According to the news piece below on the University of Chicago device, what uses do researchers say the ABLE could have? List all of them.

• Given passage:
________

22-05-2025
New device developed by University of Chicago scientists could find medical answers without blood tests
A lot of people don't like getting their blood drawn, but it is often the only way to obtain medical answers.
But scientists at the University of Chicago have developed a device that could obtain medical results without needles.
The device is called the airborne biomarker localization engine, or ABLE. Researchers say the device could detect airborne viruses or bacteria in hospitals or public spaces — and thus improve neonatal care, or allow people with diabetes to get a reading on their blood glucose levels just with their breath rather than a finger stick.
Professor Bozhi Tian of the University of Chicago explained that the ABLE works through the simple process of changing the state of matter. For generations, the best way to detect molecules has been through liquids such as blood — and even rapid COVID tests involve using droplets of liquid.
Looking for particles in the air is much harder because they're so diffuse, but the ABLE has a solution for that, Tian said.

________

• Provided material:
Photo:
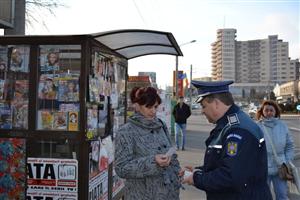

________

• Answer for the task:
- Detecting airborne viruses or bacteria in hospitals or public spaces
- Improving neonatal care
- Letting people with diabetes get a blood glucose reading from their breath rather than a finger stick